### Set problem
Find every line below that contains the word "blue" and copy each of those lines.

### Data for the task
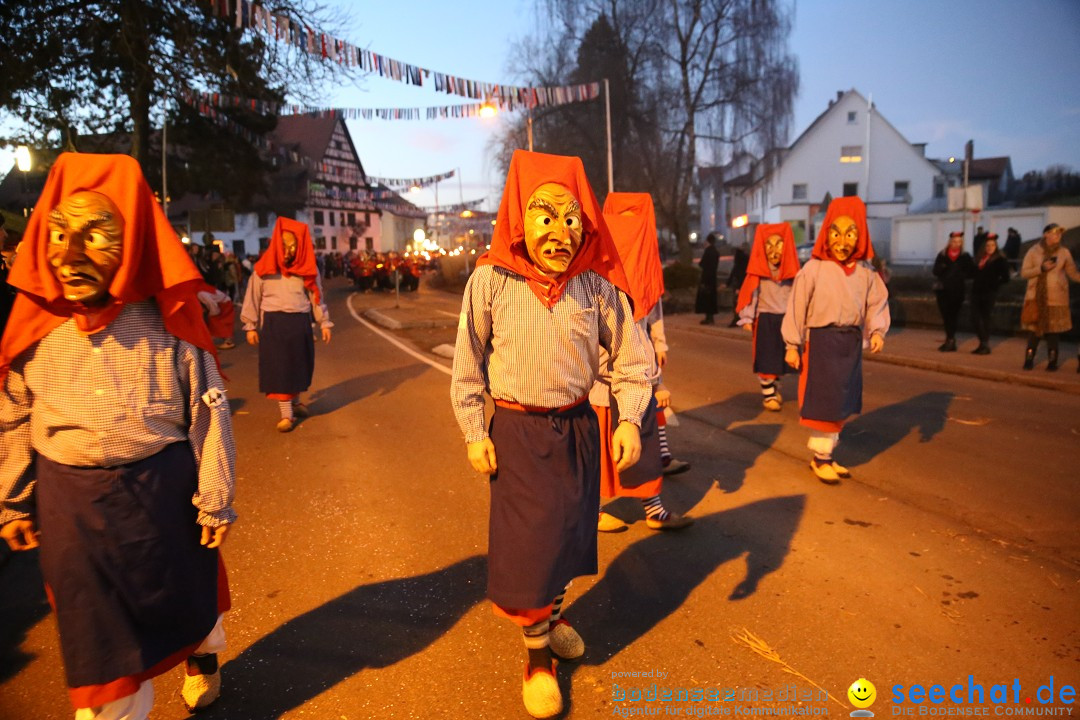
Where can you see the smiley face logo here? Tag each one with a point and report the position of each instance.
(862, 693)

---

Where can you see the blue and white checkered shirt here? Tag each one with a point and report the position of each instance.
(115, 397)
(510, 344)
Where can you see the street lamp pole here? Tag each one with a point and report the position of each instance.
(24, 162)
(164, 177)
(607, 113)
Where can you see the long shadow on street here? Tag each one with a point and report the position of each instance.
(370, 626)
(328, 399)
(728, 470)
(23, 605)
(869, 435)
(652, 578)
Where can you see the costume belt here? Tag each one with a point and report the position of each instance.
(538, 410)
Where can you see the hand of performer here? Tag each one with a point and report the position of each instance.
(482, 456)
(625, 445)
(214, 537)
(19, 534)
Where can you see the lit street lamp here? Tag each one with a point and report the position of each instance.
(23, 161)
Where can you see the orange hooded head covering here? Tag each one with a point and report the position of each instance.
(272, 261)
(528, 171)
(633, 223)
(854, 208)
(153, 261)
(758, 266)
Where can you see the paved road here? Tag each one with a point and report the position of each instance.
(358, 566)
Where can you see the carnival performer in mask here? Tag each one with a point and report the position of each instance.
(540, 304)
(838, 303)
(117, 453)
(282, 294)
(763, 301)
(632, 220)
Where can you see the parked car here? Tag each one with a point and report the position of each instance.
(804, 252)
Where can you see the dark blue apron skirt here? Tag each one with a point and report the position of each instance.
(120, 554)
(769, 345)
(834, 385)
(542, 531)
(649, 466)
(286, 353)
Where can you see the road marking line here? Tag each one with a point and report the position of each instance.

* * *

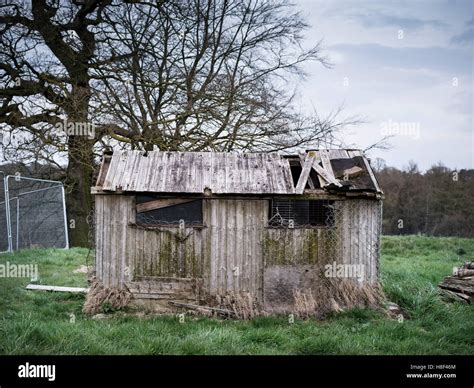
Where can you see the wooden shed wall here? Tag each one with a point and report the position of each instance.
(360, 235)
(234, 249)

### Reply
Where can you see the blue and white checkered shirt here? Tag each one with a point and report the position of each instance.
Where can you see the dark blue apron skirt here? Tag each one with a point and report the position of each instance.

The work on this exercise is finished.